FAA Plans Individual Review Of All Boeing 737 Max Planes




FAA Plans Individual Review Of All Boeing 737 Max Planes
The already delayed fir certification process for Boeing’s 737 Max planes was hit another blow after the United States Federal Aviation Administration was reported to be planning to conduct individual checks and reviews of hundreds of new Boeing 737 Max planes before they are delivered to customers.
 
Hundreds of Boeing 737 Max planes have been grounded in March all across the world this year after two fatal crashes involving the planes within a span of just five months.   
 
FAA said that the “large number of new 737 MAX airplanes currently in storage presents a number of challenges for airworthiness certification, production, and delivery which significantly exceed any that the Boeing system has previously experienced”, in a letter that the regulator sent to a Boeing safety and compliance executive last Tuesday.
 
On multiple earlier occasions, executives of Boeing have said that the company expects that the FAA and other regulators would give the planes the safety certificate to fly again by this quarter. As recently as on November 11, executives of Boeing said that they expected to start delivering the 737 Max planes as early as this month which was well received by the company’s investors. However according to the FAA and its administrator Steve Dickson, the regulator had set no deadline for providing the fit certificate to the planes to fly again which created a tussle between Boeing and the FAA.
 
“The FAA has determined that the public interest and safety in air commerce require that the FAA retain authority to issue airworthiness certificates and export certificates of airworthiness for all 737 Max airplanes,” the FAA’s letter to Boeing said.

####################

** Set tasks **
1. In the article about the FAA's review of Boeing 737 Max planes, condense the paragraph that opens with "FAA said that the" into a shorter version that keeps its main facts.
2. Extend the article about the FAA's plan to review Boeing 737 Max planes, picking up after its final paragraph.

** Data shown **

####################

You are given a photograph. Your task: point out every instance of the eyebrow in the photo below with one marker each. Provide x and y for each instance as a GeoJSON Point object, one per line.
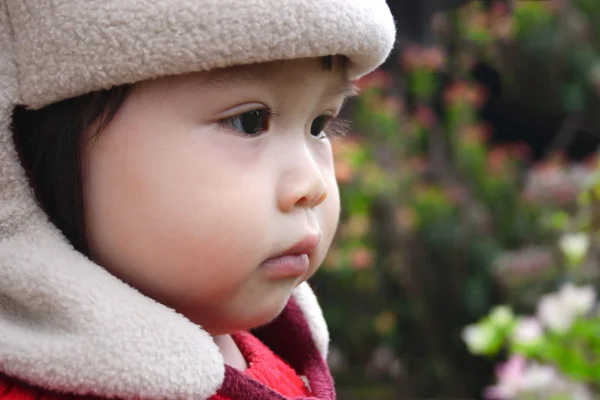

####################

** The responses **
1. In a letter sent last Tuesday to a Boeing safety and compliance executive, the FAA said the many new 737 MAX airplanes in storage pose challenges for airworthiness certification, production, and delivery that significantly exceed any the Boeing system has previously experienced.

2.
“The FAA will retain such authority until the agency is confident that, at a minimum, Boeing has fully functional quality control and verification processes in place; delivery processes are similarly functional and stable; and Boeing’s 737 MAX compliance, design, and production processes meet all regulatory standards and conditions for delegation and ensure the safety of the public,” it read.
 
While saying nothing about whether the company’s long-held projection that it would win regulator approval in the fourth quarter would be altered by the change in stance of the FAA, a spokesman for Boeing said: “We welcome and embrace this decision by the FAA. Safety is our number one priority.”
 
Similarly, no deadline for the process was set by the FAA too but its spokesman said that the regulator has “enough inspectors in place to accommodate Boeing’s delivery capacity.”
 
The worldwide grounding of the 737 Max planes in March has stopped deliveries of the bestselling plane of Boeing along with a cut in production of the jets. More than 300 of the new planes in Washington state and Texas has been stored by the company. .
 
The two deadly crashes of the 737 Max planes had killed 347 people. The first accident had occurred in October of 2018 in Indonesia while another happened in March this year in Ethiopia. A number of investigations into the cause of crash is being conducted.